* **Trecho para leitura**
________________________________________

Por André Vinícius Pessôa,
doutorando em Ciência da Literatura, Área de Poética,
a partir de anotações feitas durante o mini-curso
As cosmovisões de Zaratustra: corpo, terra e mundo .
1. Assim Falou Zaratustra ,
obra poético-filosófica sem precedentes
na história do pensamento, foi escrita
por Friedrich Nietzsche entre 1883 e 1885.
No Ecce Homo , Nietzsche discorreu sobre o pathos trágico que envolveu a feitura da obra, as dificuldades com a saúde, a influência de Lou Salomé, uma jovem russa que Nietzsche amou sem ser correspondido, as mudanças de cidades, tudo isso acontecendo enquanto se punha a escrever a saga de Zaratustra. Uma inspiração mediúnica foi fundamental para a clarividência da obra. Assim descreve o pensador:
Um êxtase cuja tremenda tensão
desata-se por vezes em torrente de lágrimas,
no qual o passo involuntariamente
ora se precipita, ora se arrasta;
um completo estar fora de si,
com a claríssima consciência de um sem-número de delicados tremores e calafrios que chegam aos dedos dos pés; um abismo de felicidade, onde o que é mais doloroso e sombrio não atua como contrário, mas como algo condicionado, como uma cor necessária em meio a tal profusão de luz; um instinto para relações rítmicas que abarca imensos espaços de formas - a longitude, a necessidade de um ritmo amplo é quase a medida para a potência da inspiração, uma espécie de compensação para sua pressão e tensão...
(NIETZSCHE, 2004, p. 86).
2. Tudo o que antes Nietzsche escrevera sobre o dionisíaco no seu primeiro livro, O nascimento da Tragédia , em Assim Falou Zaratustra se consumou em sua plenitude e potência.
Somem-se o espírito e a bondade de todas as grandes almas em uma: todas juntas não seriam capazes de produzir uma fala de Zaratustra. Tremenda é a escala em que ele se move; ele viu mais longe, quis mais longe e pôde mais longe que qualquer homem.
Ele contradiz com cada palavra,
esse mais afirmativo dos espíritos;
nele todos os opostos se fundem
numa nova unidade
(NIETZSCHE, 2004, p. 89).
3. Roberto Machado, em Zaratustra – tragédia nietzschiana , relaciona Assim Falou Zaratustra com O nascimento da Tragédia a partir do espírito da música . Neste livro, o primeiro escrito por Nietzsche, em 1871, está em jogo a oposição dos conceitos filosóficos, a partir da influência decisiva de Sócrates e Platão, e o conhecimento trágico oriundo do mito e da música. Esse saber trágico, que teve sua força máxima de expressão na Tragédia Grega e que fora deixado de lado pela tradição filosófica, se resolve em Assim falou Zaratustra na medida em que o discurso é proferido num tom musical e não se submete a uma racionalidade causal nem tampouco dialética.

________________________________________

* **Seção de dados**
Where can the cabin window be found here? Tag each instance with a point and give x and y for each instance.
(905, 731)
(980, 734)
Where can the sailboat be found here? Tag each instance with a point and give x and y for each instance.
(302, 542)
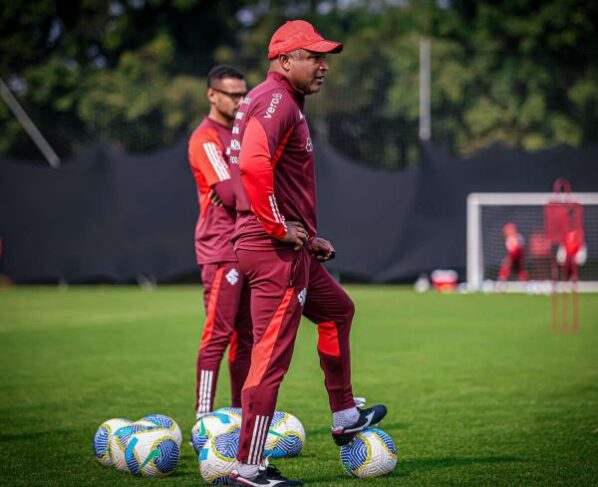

________________________________________

* **Detalhes do exercício**
Transcreva, do texto acima sobre Assim Falou Zaratustra, o trecho que começa em "2. Tudo o que" e termina em "2004, p. 89).".

* **Resultado final**
2. Tudo o que antes Nietzsche escrevera sobre o dionisíaco no seu primeiro livro, O nascimento da Tragédia , em Assim Falou Zaratustra se consumou em sua plenitude e potência.
Somem-se o espírito e a bondade de todas as grandes almas em uma: todas juntas não seriam capazes de produzir uma fala de Zaratustra. Tremenda é a escala em que ele se move; ele viu mais longe, quis mais longe e pôde mais longe que qualquer homem.
Ele contradiz com cada palavra,
esse mais afirmativo dos espíritos;
nele todos os opostos se fundem
numa nova unidade
(NIETZSCHE, 2004, p. 89).